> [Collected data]
════
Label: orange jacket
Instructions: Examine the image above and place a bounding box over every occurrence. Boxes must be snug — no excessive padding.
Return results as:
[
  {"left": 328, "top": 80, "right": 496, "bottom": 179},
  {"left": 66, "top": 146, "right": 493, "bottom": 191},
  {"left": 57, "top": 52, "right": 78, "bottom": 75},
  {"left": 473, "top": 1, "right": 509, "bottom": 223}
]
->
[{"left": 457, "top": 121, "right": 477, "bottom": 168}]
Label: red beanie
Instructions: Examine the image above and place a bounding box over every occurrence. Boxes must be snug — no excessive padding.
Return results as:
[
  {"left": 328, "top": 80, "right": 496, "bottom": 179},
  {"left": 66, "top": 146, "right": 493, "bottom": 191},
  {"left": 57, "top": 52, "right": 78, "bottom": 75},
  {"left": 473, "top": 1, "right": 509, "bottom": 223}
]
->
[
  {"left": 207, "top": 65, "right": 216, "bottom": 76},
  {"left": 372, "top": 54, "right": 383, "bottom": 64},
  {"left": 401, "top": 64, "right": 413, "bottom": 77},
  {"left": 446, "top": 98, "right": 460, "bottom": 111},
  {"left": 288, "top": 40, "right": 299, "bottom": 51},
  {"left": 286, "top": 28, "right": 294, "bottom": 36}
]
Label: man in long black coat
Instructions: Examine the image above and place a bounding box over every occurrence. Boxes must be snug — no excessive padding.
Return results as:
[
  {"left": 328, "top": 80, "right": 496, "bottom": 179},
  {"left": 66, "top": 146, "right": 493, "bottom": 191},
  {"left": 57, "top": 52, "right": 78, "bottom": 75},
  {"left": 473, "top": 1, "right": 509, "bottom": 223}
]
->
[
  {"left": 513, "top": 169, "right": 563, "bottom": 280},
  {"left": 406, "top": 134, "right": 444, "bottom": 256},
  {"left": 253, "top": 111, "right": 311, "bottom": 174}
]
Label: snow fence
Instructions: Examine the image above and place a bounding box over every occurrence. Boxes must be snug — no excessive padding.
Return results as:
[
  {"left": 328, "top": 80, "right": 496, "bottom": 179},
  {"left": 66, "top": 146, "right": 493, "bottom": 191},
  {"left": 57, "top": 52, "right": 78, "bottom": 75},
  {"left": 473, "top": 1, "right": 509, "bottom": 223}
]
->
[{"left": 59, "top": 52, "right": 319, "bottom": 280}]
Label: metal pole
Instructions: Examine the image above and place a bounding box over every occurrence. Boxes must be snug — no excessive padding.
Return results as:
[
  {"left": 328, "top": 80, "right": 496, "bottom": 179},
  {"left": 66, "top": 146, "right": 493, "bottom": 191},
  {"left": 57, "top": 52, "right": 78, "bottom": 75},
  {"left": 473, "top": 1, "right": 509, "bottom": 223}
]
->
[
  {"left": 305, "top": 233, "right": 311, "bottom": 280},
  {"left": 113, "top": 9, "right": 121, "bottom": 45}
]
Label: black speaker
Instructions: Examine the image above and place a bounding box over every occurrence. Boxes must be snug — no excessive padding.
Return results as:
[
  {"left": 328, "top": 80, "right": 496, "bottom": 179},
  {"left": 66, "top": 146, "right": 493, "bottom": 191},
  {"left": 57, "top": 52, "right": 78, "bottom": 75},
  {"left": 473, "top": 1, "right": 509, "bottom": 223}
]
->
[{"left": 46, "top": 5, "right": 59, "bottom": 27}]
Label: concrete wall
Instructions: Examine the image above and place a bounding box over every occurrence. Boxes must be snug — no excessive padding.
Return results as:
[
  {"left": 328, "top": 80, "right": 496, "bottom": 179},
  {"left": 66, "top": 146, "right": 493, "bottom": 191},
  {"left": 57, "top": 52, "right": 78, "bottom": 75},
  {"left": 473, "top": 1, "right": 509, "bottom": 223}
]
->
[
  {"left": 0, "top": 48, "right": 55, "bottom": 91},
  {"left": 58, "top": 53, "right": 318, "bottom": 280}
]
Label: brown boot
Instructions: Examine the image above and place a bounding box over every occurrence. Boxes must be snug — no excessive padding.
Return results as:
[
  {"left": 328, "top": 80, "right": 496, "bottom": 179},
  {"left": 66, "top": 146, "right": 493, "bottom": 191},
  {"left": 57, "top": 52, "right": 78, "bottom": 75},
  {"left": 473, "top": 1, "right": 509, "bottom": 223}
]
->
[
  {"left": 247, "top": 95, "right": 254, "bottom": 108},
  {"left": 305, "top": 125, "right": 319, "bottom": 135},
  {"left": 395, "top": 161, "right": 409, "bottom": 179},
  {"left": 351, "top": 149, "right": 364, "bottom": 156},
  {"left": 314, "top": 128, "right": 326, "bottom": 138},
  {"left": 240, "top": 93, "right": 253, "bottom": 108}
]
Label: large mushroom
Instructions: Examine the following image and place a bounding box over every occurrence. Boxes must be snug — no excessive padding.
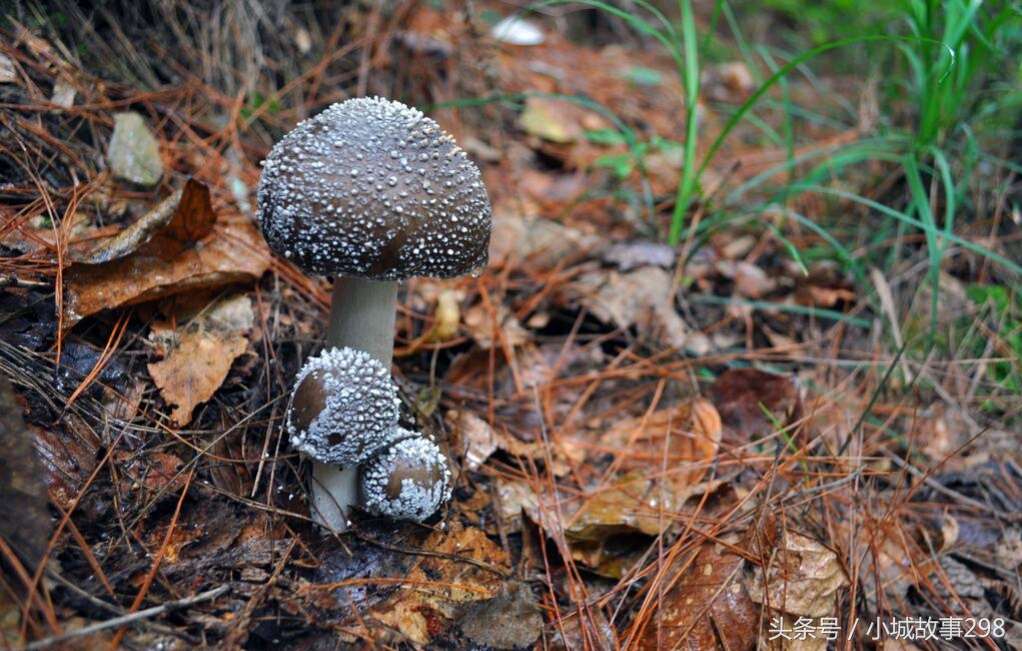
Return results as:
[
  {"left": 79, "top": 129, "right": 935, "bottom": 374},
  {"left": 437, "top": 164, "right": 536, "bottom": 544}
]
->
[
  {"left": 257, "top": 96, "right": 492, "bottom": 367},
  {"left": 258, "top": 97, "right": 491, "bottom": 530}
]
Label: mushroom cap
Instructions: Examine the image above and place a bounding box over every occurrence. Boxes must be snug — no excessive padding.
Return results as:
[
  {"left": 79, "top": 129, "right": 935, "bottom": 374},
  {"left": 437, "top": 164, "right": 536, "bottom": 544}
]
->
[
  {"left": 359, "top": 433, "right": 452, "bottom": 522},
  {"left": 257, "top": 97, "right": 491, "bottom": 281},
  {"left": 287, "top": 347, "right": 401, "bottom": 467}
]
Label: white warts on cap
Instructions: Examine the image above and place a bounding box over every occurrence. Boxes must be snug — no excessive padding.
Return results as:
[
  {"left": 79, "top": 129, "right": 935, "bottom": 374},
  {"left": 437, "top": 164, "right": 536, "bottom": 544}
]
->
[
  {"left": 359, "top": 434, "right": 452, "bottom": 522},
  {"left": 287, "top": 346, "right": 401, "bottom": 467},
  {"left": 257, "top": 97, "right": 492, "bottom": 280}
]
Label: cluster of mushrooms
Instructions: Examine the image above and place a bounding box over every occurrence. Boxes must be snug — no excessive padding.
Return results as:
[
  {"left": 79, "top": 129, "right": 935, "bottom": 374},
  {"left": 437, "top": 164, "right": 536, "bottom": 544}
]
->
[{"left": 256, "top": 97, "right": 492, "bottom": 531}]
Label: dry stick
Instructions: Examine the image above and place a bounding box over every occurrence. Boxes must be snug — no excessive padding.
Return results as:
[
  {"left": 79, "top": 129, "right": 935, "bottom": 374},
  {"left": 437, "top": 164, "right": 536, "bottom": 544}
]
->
════
> [WHAT TO WORK ON] For every line above with the word "black" in it, make a copy.

> [RESPONSE AREA]
Label: man in long black coat
Label: black speaker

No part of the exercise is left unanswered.